| WHAT IS BEING ASKED |
Rewrite all the entries below as a numbered list, skipping any blank lines and leaving the pictures out of your answer.

| MATERIAL PROVIDED |
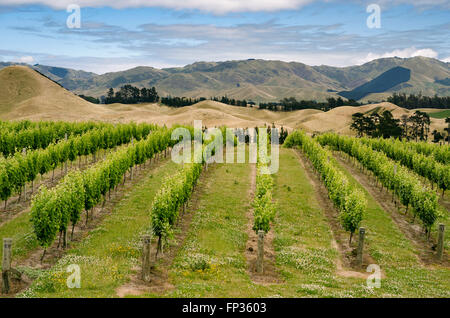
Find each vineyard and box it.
[0,121,450,297]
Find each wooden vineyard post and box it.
[64,133,67,175]
[22,148,27,201]
[130,137,134,180]
[141,235,151,282]
[2,238,12,294]
[437,224,445,260]
[256,230,264,274]
[356,227,366,266]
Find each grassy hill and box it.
[0,57,450,102]
[0,66,447,134]
[0,66,114,120]
[339,66,411,100]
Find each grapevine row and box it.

| RESPONSE FOR THIS EXERCISE |
1. Find each vineyard and box it.
2. [0,121,450,297]
3. Find each wooden vineyard post and box it.
4. [64,133,67,175]
5. [22,148,27,201]
6. [130,137,134,180]
7. [141,235,151,282]
8. [2,238,12,294]
9. [437,224,445,260]
10. [256,230,264,274]
11. [356,227,366,266]
12. Find each grassy hill and box it.
13. [0,57,450,102]
14. [0,66,447,134]
15. [0,66,114,120]
16. [339,66,411,100]
17. Find each grapevine row and box it.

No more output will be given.